And again your questions raise more questions. "...instigating the photograph that is here from the photographer who was there!" Yes - precisely! Let us not forget that a photograph only exists because the photographer was there (well, OK, not strictly always but whatever). It represents a GPS co-ordinate in space and time of where that camera was being held by that photographer. Like a painting, a film or a novel that is "of its time" that photograph is precisely of time and space, and of all those things that aligned to put the photographer there, camera in hand, in front of that scene. That's a pretty cool concept.

 

I guess I'll have to attempt Barthes again! I've had Camera Lucida since the seventies and still haven't quite managed to get through it with any feeling that I'm quite getting it, but I'm inspired now to try again. The same goes for On Photography which I bought the same day in 1979 or whatever. I'm pleased you were able to pick up a copy of Mary Ellen Mark's book, especially one signed by her. At the workshop I attended she spoke a little of photographing on movie sets, but said at a previous workshop that all one attendee had been interested to ask her was "What's Johnny Depp like?" So I never quite raised the gumption to ask her about her experiences on the set of Apocalypse Now! which I would have loved to have done. Oh well. She was a very wonderful person and I feel so privileged to have met her.

 

I now understand far more clearly what you meant with your question of whether a photograph can evoke emotion and the tension between images and words. The questions you raise are of course unanswerable, and only by referring to works by masters such as the ones you mention (interestingly, Franz Kline's (whom you mention) work seems to share many of the qualities with the work of Bruna Stude of whom you have made a wonderful portrait in the "Portraits" sub-forum) can we have a reliable base to contemplate them (I'd add Atget, Edward Hopper and Édouard Manet to the list, among others). But in not finding answers, if indeed there are none (perhaps I'm wrong about that - it has been known!) we explore areas which, once illuminated, can and practically must help to further our own work. Is black and white photography really fictional perception? I thought black and white are the only colours of photography (apologies to Robert Frank!).

» **Problem**: In the photography post, why did the writer never ask Mary Ellen Mark about her time on the set of Apocalypse Now!? Answer in one to three sentences.

» **Source material**:
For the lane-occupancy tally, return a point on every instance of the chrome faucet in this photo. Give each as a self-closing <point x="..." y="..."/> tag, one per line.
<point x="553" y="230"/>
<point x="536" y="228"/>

» **Response to this exercise**: She had said that at an earlier workshop, all one attendee wanted to ask her was "What's Johnny Depp like?" Because of that, the writer never worked up the gumption to ask about her movie-set experiences, even though the writer would have loved to.